- Task objective
In the records that follow, locate every line with "light" and extract it.

- The data

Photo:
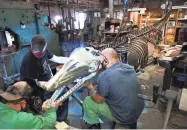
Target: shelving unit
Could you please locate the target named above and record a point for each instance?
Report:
(176, 22)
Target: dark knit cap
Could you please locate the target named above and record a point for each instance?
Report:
(38, 43)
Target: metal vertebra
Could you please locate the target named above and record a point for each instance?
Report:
(134, 43)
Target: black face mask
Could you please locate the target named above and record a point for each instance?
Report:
(24, 109)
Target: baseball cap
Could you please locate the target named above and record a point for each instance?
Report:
(17, 91)
(38, 44)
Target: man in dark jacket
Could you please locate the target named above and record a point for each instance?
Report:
(13, 103)
(116, 96)
(35, 65)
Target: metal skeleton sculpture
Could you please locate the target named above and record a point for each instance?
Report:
(134, 43)
(87, 60)
(81, 61)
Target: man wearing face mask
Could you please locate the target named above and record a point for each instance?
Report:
(13, 103)
(115, 97)
(35, 66)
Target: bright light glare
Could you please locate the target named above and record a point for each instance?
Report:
(57, 18)
(80, 18)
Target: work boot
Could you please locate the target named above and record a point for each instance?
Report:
(85, 125)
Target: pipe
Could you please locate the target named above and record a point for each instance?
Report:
(49, 14)
(168, 112)
(111, 8)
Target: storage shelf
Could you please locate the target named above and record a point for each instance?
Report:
(182, 19)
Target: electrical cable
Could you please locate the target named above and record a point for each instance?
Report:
(122, 22)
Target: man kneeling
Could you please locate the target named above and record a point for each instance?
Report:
(115, 96)
(14, 103)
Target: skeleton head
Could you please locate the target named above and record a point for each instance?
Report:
(82, 61)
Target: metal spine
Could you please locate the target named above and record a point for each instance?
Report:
(134, 44)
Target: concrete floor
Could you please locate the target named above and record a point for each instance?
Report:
(151, 118)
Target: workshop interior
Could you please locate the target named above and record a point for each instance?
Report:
(149, 35)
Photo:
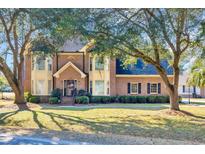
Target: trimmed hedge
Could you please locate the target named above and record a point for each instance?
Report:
(129, 99)
(34, 99)
(54, 100)
(82, 99)
(56, 93)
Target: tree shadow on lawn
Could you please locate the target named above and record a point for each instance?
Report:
(122, 126)
(87, 108)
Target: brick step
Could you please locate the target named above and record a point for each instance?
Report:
(67, 100)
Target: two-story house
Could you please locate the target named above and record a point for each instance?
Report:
(77, 68)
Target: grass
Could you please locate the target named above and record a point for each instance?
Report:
(147, 120)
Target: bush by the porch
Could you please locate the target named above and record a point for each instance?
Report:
(34, 99)
(56, 93)
(27, 96)
(54, 100)
(82, 99)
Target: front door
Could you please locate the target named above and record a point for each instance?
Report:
(69, 87)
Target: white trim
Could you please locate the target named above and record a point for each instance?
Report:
(157, 88)
(64, 86)
(70, 53)
(57, 74)
(131, 88)
(129, 75)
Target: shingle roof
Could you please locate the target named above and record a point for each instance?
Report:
(73, 45)
(139, 68)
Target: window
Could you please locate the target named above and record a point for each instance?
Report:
(91, 87)
(40, 87)
(132, 66)
(40, 63)
(107, 64)
(99, 63)
(49, 64)
(108, 87)
(99, 87)
(134, 88)
(32, 87)
(33, 62)
(49, 86)
(153, 88)
(91, 63)
(183, 89)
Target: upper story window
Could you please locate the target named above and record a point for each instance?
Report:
(40, 63)
(99, 87)
(99, 63)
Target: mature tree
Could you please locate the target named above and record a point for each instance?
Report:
(150, 34)
(18, 28)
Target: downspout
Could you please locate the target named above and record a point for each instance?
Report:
(87, 86)
(56, 57)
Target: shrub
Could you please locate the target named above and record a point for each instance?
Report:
(144, 99)
(54, 100)
(95, 99)
(105, 99)
(27, 96)
(34, 99)
(56, 93)
(179, 99)
(82, 92)
(82, 99)
(129, 99)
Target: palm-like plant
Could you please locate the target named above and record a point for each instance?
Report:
(197, 74)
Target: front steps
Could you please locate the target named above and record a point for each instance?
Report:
(67, 100)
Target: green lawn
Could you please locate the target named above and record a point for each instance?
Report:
(147, 120)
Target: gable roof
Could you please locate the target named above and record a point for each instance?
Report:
(139, 68)
(73, 45)
(62, 69)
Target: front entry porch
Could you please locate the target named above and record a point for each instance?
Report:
(69, 78)
(69, 87)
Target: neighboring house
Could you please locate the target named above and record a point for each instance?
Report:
(76, 68)
(185, 90)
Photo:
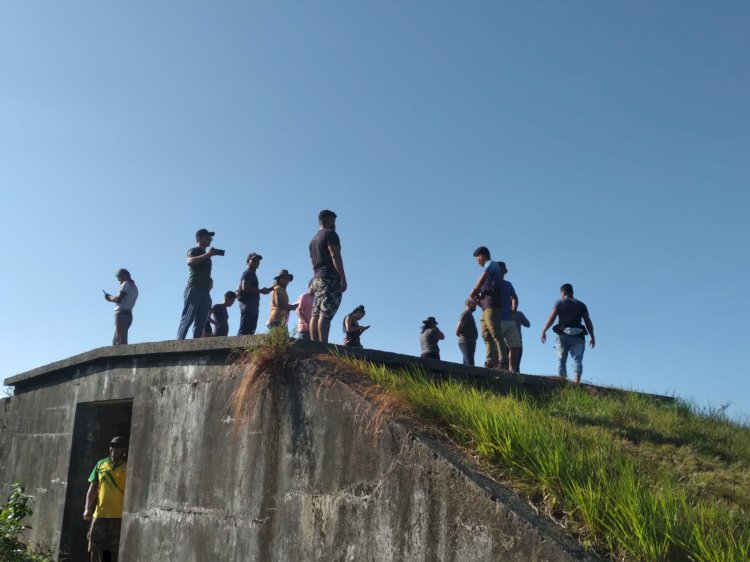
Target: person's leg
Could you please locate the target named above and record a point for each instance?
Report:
(512, 340)
(116, 337)
(324, 326)
(125, 321)
(318, 297)
(491, 349)
(464, 347)
(188, 312)
(471, 348)
(495, 328)
(504, 352)
(562, 356)
(329, 306)
(314, 330)
(201, 313)
(576, 357)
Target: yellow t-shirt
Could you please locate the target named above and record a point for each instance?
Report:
(111, 480)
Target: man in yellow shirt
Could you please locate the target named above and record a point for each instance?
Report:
(104, 501)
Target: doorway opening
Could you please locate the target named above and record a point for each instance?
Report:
(95, 425)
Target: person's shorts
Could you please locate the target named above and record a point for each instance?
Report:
(510, 333)
(104, 534)
(327, 297)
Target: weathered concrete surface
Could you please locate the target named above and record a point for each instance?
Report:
(317, 474)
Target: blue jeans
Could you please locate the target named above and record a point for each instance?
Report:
(565, 344)
(467, 350)
(195, 312)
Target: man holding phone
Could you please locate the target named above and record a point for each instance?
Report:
(197, 293)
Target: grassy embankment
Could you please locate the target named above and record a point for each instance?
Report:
(631, 477)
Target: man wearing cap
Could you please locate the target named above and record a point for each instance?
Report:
(124, 303)
(104, 501)
(486, 293)
(571, 316)
(248, 294)
(280, 306)
(197, 293)
(329, 279)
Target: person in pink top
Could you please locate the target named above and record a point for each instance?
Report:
(304, 312)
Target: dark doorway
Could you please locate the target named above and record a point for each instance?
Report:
(95, 425)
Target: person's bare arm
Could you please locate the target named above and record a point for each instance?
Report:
(338, 264)
(524, 321)
(91, 497)
(193, 260)
(460, 326)
(590, 328)
(549, 323)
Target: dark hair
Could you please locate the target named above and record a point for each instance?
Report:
(361, 308)
(567, 289)
(482, 251)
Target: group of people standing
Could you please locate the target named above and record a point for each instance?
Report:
(500, 321)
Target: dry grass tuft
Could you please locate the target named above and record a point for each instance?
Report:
(272, 358)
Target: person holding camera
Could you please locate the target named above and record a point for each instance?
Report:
(197, 293)
(124, 302)
(571, 316)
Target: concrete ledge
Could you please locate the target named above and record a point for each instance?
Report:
(500, 381)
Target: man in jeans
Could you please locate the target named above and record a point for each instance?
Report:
(249, 296)
(467, 333)
(486, 292)
(571, 335)
(124, 303)
(198, 292)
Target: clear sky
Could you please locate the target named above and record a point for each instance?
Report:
(598, 143)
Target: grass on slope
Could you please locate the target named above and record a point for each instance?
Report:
(631, 477)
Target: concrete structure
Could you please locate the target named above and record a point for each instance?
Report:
(317, 474)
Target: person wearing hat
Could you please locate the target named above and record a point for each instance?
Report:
(248, 294)
(304, 312)
(198, 291)
(104, 501)
(124, 303)
(329, 279)
(352, 329)
(280, 306)
(429, 338)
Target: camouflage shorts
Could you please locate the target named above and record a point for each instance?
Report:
(327, 297)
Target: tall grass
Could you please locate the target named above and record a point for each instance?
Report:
(571, 455)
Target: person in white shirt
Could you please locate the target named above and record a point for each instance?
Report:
(124, 303)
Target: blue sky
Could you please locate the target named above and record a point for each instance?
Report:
(601, 144)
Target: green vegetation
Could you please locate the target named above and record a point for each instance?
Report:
(631, 477)
(12, 516)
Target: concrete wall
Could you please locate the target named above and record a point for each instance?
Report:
(317, 474)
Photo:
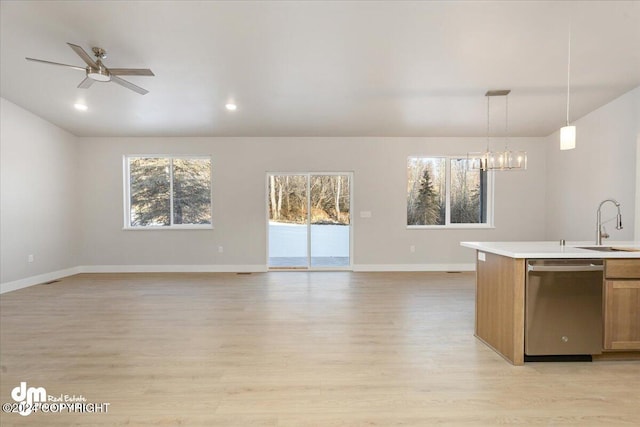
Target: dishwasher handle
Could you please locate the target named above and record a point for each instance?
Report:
(565, 268)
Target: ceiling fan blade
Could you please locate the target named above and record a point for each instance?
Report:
(128, 85)
(131, 72)
(82, 54)
(86, 83)
(55, 63)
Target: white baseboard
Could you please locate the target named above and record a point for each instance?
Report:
(414, 267)
(256, 268)
(36, 280)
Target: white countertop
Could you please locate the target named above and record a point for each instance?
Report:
(553, 249)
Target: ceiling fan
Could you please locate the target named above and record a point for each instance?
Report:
(97, 72)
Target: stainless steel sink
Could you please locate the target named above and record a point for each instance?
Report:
(599, 248)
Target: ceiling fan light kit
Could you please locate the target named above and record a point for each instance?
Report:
(96, 71)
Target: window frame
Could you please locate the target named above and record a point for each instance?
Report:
(490, 192)
(172, 226)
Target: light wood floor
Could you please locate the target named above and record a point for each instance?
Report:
(287, 349)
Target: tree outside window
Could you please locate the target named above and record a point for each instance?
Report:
(442, 191)
(168, 191)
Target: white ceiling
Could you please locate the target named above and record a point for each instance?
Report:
(320, 68)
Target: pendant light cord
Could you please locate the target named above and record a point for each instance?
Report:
(568, 74)
(488, 114)
(506, 123)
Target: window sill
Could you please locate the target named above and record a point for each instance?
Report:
(452, 227)
(170, 227)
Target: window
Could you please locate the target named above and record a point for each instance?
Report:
(444, 192)
(169, 191)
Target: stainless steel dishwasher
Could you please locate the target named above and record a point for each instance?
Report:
(563, 307)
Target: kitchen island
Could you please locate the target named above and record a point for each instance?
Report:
(500, 294)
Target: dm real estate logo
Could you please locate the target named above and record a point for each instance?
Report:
(27, 398)
(35, 399)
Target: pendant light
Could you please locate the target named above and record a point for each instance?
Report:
(568, 132)
(506, 160)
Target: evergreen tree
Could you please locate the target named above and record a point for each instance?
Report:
(427, 210)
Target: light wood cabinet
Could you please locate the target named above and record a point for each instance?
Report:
(622, 304)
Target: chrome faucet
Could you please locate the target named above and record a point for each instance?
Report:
(600, 232)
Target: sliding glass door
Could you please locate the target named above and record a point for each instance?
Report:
(309, 221)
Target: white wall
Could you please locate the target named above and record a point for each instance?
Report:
(603, 165)
(240, 165)
(637, 226)
(38, 196)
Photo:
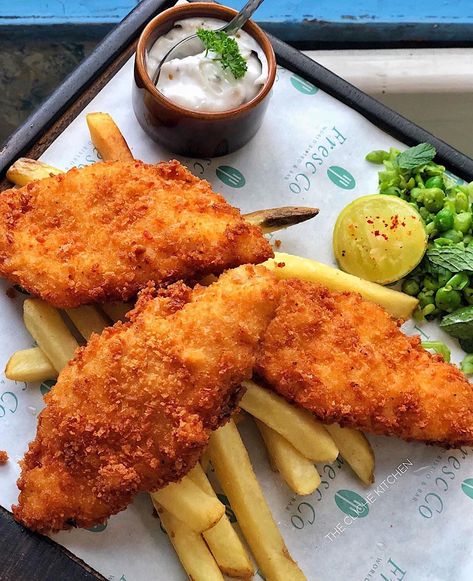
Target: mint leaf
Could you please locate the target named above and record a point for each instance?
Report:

- Exercise output
Target: bright light glare
Target: ceiling fan light kit
Target: light wood floor
Target: pendant light cord
Target: pendant light
Target: light wood cabinet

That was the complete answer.